TASK TO CARRY OUT:
When you reach the entries below, transcribe each one exactly as it stands.

RECORDS TO PROCESS:
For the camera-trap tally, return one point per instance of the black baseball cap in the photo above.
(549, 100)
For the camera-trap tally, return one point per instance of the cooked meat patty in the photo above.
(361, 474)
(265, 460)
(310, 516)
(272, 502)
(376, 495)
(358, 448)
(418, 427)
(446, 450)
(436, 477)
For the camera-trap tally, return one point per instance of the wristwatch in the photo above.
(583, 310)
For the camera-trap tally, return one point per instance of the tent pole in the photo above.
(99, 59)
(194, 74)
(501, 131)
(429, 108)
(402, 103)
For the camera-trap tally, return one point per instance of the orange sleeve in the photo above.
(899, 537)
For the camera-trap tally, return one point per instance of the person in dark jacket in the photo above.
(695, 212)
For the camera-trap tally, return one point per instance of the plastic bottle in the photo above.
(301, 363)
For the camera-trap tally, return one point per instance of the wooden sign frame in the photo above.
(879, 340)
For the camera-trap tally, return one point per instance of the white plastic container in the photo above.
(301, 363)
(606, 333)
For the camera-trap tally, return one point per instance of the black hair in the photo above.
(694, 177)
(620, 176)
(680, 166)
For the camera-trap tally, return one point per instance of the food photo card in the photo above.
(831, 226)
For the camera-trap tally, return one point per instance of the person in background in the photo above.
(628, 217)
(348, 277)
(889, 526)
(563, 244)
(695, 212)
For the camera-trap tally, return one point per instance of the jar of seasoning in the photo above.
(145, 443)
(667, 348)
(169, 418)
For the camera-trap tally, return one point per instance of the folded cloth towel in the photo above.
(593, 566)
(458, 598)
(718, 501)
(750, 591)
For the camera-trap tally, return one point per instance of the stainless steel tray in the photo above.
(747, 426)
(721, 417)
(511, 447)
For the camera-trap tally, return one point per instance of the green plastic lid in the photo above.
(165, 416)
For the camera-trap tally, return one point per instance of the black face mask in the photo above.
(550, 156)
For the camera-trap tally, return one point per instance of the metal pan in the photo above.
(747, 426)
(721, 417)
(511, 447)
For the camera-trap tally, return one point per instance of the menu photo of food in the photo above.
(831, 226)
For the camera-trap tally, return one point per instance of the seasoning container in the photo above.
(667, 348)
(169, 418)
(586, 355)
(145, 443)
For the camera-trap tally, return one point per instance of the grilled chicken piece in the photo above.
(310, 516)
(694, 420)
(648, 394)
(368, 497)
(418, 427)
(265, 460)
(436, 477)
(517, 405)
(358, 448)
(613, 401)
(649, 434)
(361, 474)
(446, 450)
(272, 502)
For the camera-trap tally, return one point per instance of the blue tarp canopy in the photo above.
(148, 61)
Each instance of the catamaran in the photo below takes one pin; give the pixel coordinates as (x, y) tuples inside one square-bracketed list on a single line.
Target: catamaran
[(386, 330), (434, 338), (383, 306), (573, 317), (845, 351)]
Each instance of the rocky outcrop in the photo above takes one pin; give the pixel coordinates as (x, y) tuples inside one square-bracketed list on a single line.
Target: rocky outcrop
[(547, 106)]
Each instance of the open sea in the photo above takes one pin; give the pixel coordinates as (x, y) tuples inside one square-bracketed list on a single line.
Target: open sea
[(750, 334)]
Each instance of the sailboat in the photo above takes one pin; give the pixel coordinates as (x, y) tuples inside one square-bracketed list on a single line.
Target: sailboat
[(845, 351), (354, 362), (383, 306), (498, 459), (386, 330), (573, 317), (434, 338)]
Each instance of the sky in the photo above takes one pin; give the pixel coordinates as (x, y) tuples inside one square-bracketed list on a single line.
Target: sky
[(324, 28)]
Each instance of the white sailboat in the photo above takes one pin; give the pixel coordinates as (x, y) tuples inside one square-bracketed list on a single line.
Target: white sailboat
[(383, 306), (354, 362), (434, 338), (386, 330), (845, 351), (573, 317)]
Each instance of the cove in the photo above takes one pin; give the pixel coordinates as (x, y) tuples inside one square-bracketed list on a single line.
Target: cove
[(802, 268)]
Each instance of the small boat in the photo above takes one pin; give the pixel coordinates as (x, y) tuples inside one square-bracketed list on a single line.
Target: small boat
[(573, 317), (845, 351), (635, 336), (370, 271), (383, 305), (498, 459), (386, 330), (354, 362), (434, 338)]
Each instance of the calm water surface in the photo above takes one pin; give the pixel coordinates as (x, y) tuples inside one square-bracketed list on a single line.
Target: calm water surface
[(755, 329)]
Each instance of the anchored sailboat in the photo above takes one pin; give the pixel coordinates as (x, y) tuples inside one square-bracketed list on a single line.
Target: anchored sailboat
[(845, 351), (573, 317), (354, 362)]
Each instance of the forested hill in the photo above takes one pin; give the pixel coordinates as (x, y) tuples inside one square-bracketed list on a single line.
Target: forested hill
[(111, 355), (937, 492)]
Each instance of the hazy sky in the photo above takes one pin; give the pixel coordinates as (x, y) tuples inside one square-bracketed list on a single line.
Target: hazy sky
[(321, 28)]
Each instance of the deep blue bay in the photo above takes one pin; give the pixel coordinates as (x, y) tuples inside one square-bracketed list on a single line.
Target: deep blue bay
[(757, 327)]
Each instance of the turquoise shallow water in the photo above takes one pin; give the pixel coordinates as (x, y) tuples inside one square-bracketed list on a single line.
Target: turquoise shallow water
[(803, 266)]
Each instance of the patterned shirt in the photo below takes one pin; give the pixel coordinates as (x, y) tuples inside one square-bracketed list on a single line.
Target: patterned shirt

WRITTEN SOLUTION:
For the camera-trap tally, return one point per instance of the black baseball cap in the photo above.
(549, 100)
For the camera-trap tally, return one point per instance of the cooked meat patty in the photo above.
(361, 474)
(265, 460)
(310, 516)
(272, 502)
(376, 495)
(358, 448)
(418, 427)
(446, 450)
(436, 477)
For the camera-trap tally, return one point per instance of the wristwatch in the photo above.
(583, 310)
For the camera-trap tally, return one point per instance of the tent pole in the photo above.
(99, 59)
(194, 74)
(501, 131)
(429, 108)
(402, 103)
For the camera-trap tally, return one point per instance of the orange sleeve in the photo above.
(899, 537)
For the camera-trap tally, return one point per instance of the person in dark jacket in the photo above.
(695, 212)
For the camera-trap tally, return one point per instance of the plastic bottle in the photo above.
(301, 363)
For the camera-trap tally, return one point per instance of the wooden sign frame in the photo above.
(879, 340)
For the camera-trap tally, return one point per instance of the white plastic container in the photo above.
(301, 363)
(606, 333)
For the camera-trap tally, return one point per instance of the black hair in the photo above.
(694, 177)
(620, 176)
(680, 166)
For the camera-trap tally, return one point per instance of the food photo card in the photo above.
(831, 226)
For the camera-trap tally, return one point per instance of the person in background in the photo above.
(628, 217)
(348, 277)
(889, 526)
(563, 244)
(695, 212)
For the camera-trap tally, return one point per instance of the jar of seasoning in the photo above.
(145, 443)
(667, 348)
(169, 418)
For the camera-trap tally, return one point per instance of the folded cloth towel in the photo above.
(593, 566)
(458, 598)
(718, 501)
(750, 591)
For the camera-trap tally, return one point per instance of the stainless steel tray in the photo above.
(747, 426)
(721, 417)
(511, 447)
For the camera-trap tally, return one point per instance of the green plastic lid in the photo above.
(165, 416)
For the camera-trap tally, return one point per instance of the black face mask in the photo above.
(550, 156)
For the camera-trap tally, return one point per instance of the metal pan in the photo above.
(747, 426)
(721, 417)
(511, 447)
For the camera-trap tally, return one point per instance of the menu photo of food in the photo above.
(831, 226)
For the camera-trap tally, return one point per instance of the seasoning container in the photo above.
(667, 348)
(169, 418)
(586, 355)
(145, 443)
For the camera-trap tally, return one point per instance of the grilled chicken piece in the photo above.
(310, 516)
(694, 420)
(648, 394)
(368, 497)
(418, 427)
(265, 460)
(436, 477)
(517, 405)
(358, 448)
(613, 401)
(649, 434)
(361, 474)
(446, 450)
(272, 502)
For the camera-trap tally, return one point per instance of the blue tarp canopy in the photo above.
(148, 61)
Each instance of the catamaran in the photo below takes one pin; give the pixel coordinates as (x, y) tuples inside one square-bracketed list on a single line.
Target: catamaran
[(386, 330), (434, 338), (383, 306), (573, 317), (845, 351)]
Each instance of the rocky outcrop in the photo above takes one pin; give the pixel coordinates as (x, y) tuples inside one square-bracketed list on a single line.
Target: rocky outcrop
[(547, 106)]
Each instance of the open sea in the photo above takes one pin; give the pixel coordinates as (x, y) tuples inside one square-bracketed list on a single line.
Target: open sea
[(750, 334)]
Each instance of the sailboat in the photo above takes one pin; give the pixel coordinates as (x, y) tuples inside one square-bracketed list on a single line.
Target: sailboat
[(845, 351), (354, 362), (383, 306), (498, 459), (386, 330), (573, 317), (434, 338)]
Each instance of the sky in the photo above takes one pin; give the pixel coordinates as (x, y) tuples inside one square-bracketed list on a single line.
Target: sky
[(324, 28)]
Each instance of the white sailboat in the photo above takes one pin; give the pixel coordinates as (x, y) tuples inside one square-bracketed list on a single line.
Target: white sailboat
[(383, 306), (354, 362), (434, 338), (386, 330), (845, 351), (573, 317)]
Each instance of the cove in the photo above takes one pin; give the pixel coordinates as (x, y) tuples inside one square-bracketed list on a single line.
Target: cove
[(802, 268)]
Each instance of the small boat in the photo above takes one pin; give the pixel coordinates as (x, y) tuples inside one square-bracketed list on a single line.
Target: small boat
[(573, 317), (845, 351), (635, 336), (370, 271), (383, 305), (498, 459), (386, 330), (354, 362), (434, 338)]
Each instance of the calm water surface in the photo above takes one pin; give the pixel coordinates as (x, y) tuples inside one square-bracketed list on a single line.
Target: calm water surface
[(755, 329)]
Each instance of the anchored sailboat in the photo above takes one pin; give the pixel coordinates as (x, y) tuples inside one square-bracketed list on a single line.
Target: anchored sailboat
[(845, 351), (573, 317), (354, 362)]
Each instance of the forested hill in the photo above takes one pin; give the pixel coordinates as (x, y) tuples inside one square-bracketed list on a single line.
Target: forested hill
[(111, 355), (937, 492)]
Each instance of the hazy sky in the photo above takes one pin; give the pixel coordinates as (x, y) tuples inside one square-bracketed list on a single line.
Target: hazy sky
[(321, 28)]
Each instance of the deep blue bay in the photo above takes one pin; give the pixel coordinates as (x, y) tuples inside one square-bracketed list on a single line.
Target: deep blue bay
[(757, 327)]
Each instance of the turquoise shallow water in the photo above takes one pin; give the pixel coordinates as (x, y) tuples inside one square-bracketed list on a single line.
Target: turquoise shallow water
[(803, 266)]
Each instance of the patterned shirt in the photo below takes one pin; give the pixel coordinates as (x, y) tuples inside one square-bracketed list on a single line.
Target: patterned shirt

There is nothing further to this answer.